Copy the data from the line that contains "Each instance receives one keypoint. Mark the twig" to its last line, exactly, including both of those lines and leaving out everything before.

--- Records for processing ---

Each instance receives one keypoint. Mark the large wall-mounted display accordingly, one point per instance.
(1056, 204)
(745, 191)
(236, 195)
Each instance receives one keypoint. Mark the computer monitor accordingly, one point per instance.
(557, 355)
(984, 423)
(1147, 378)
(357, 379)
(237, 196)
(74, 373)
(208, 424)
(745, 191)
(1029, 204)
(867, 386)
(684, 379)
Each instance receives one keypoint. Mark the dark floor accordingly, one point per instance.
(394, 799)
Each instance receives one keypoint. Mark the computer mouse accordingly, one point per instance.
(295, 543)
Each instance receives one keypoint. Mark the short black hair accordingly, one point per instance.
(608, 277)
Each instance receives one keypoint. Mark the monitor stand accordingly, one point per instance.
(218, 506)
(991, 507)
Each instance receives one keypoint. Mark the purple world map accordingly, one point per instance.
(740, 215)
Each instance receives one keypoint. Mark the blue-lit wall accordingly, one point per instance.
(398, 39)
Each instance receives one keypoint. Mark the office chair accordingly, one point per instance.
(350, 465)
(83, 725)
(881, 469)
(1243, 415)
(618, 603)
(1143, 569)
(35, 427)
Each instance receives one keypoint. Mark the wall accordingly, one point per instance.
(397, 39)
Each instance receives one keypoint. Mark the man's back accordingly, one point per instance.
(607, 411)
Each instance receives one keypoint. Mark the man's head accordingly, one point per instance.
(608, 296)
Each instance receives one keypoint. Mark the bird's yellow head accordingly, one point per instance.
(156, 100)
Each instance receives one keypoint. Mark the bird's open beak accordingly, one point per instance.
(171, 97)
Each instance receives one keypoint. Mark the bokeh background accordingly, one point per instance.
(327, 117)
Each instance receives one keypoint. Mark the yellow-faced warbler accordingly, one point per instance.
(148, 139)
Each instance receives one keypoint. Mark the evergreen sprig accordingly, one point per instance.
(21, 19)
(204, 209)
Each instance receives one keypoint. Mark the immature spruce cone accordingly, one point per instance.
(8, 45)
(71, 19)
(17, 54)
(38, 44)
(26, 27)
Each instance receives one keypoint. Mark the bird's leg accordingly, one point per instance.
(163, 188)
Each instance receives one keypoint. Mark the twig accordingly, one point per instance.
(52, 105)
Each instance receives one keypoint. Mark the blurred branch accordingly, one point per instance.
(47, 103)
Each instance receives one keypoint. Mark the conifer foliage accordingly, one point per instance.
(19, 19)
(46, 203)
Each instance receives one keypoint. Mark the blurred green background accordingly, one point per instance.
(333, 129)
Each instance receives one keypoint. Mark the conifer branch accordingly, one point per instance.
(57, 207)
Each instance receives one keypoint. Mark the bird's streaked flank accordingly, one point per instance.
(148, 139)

---

◆ Full response ◆
Each instance receives one keypoint. Mark the twig accordingly, one point per instance.
(52, 105)
Each instance receives one keypoint. Mark the blurred branch accordingly, one point per instance.
(47, 103)
Each instance receives one keypoint. Mark the conifer foliage accordingly, one point per instance.
(19, 19)
(46, 203)
Each instance receives one keypoint. Mark the blurred green background accordingly, one point per instance.
(333, 129)
Each instance receives one keypoint. Mark the conifer branch accordingly, one point per instance.
(57, 207)
Each instance receives one keypoint. Mark the bird's streaked flank accordingly, one point per instance.
(148, 139)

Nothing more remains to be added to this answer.